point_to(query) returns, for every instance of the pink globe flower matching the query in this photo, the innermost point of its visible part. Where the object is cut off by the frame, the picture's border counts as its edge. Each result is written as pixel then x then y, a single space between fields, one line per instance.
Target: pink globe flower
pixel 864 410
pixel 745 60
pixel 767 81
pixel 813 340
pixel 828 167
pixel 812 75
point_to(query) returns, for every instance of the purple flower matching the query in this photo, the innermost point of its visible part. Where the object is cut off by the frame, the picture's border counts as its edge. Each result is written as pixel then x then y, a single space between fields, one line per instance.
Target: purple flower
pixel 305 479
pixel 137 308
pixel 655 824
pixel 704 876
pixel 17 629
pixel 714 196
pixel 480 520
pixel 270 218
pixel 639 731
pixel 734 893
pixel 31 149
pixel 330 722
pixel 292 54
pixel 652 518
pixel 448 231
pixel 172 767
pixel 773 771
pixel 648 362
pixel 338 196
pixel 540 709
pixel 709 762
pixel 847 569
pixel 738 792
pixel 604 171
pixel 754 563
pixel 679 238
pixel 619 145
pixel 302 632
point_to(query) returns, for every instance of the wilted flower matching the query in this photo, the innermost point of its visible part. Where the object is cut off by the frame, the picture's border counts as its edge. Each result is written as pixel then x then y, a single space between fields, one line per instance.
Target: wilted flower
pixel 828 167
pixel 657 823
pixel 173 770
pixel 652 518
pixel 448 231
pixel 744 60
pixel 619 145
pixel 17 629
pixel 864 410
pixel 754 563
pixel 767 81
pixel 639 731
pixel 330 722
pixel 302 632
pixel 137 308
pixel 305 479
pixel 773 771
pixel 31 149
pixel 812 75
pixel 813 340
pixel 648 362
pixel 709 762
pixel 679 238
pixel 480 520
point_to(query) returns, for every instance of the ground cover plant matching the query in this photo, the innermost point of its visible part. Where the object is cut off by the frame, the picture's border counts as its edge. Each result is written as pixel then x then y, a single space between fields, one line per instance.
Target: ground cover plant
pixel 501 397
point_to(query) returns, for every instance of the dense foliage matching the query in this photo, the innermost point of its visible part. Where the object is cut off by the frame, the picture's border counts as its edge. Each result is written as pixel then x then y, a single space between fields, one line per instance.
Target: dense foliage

........

■ Exercise brief ■
Please repeat the entries above exactly as they read.

■ Response ■
point_to(query) returns, for every instance of the pink globe flower matching the query in this photo, the innermost point of its visible part. Where the object is cut off by the frame, the picture's border counts as its edge. Each result is written as pixel then x then y, a single space between fields, one line per instance.
Target: pink globe flower
pixel 864 410
pixel 745 60
pixel 767 81
pixel 813 340
pixel 828 167
pixel 812 75
point_to(query) returns, for every instance of the purple flower matching the query in this photo, the innermost point of its visible part. Where the object is cut off by the frame, the picture's border counts as its edge. Each result is written as pixel then x then y, a single space between fields, one line per instance.
Target: purple flower
pixel 305 479
pixel 137 308
pixel 655 824
pixel 704 876
pixel 17 629
pixel 714 196
pixel 480 520
pixel 270 218
pixel 639 731
pixel 734 893
pixel 31 149
pixel 330 722
pixel 292 54
pixel 652 518
pixel 448 231
pixel 172 767
pixel 773 771
pixel 648 362
pixel 338 196
pixel 540 709
pixel 709 762
pixel 847 569
pixel 738 792
pixel 604 171
pixel 754 563
pixel 679 238
pixel 619 145
pixel 302 632
point_to(query) returns, for every instance of the wilted flower matching the query in this photo, the innermost point of its visible part. Where the object is cut off by the frame, the picture's border counts as its edge. Each result is written as pixel then x then y, a single space between fields, one line per instance.
Target: wilted flower
pixel 828 167
pixel 657 823
pixel 173 770
pixel 652 518
pixel 448 231
pixel 744 60
pixel 619 145
pixel 17 629
pixel 864 410
pixel 754 563
pixel 767 81
pixel 639 731
pixel 330 722
pixel 302 632
pixel 137 308
pixel 305 479
pixel 773 771
pixel 31 149
pixel 812 75
pixel 813 340
pixel 648 362
pixel 709 762
pixel 679 238
pixel 480 520
point_to(query) returns, for every instance of the ground cover plant matching the query in this photo, the innermost point of its visible part. Where the object is cut off by the frame, the picture's border counts as its edge. Each result is written as pixel then x then y, a single space between fields, one line per instance.
Target: ground cover plant
pixel 501 397
point_to(query) returns, for every instance of the dense foliage matching the query in this photo, the innermost point of its visible part. Where the object is cut off by the frame, the picture's border counts as its edge. Each result is written as pixel then x then y, a single space between fields, one line per instance.
Target: dense foliage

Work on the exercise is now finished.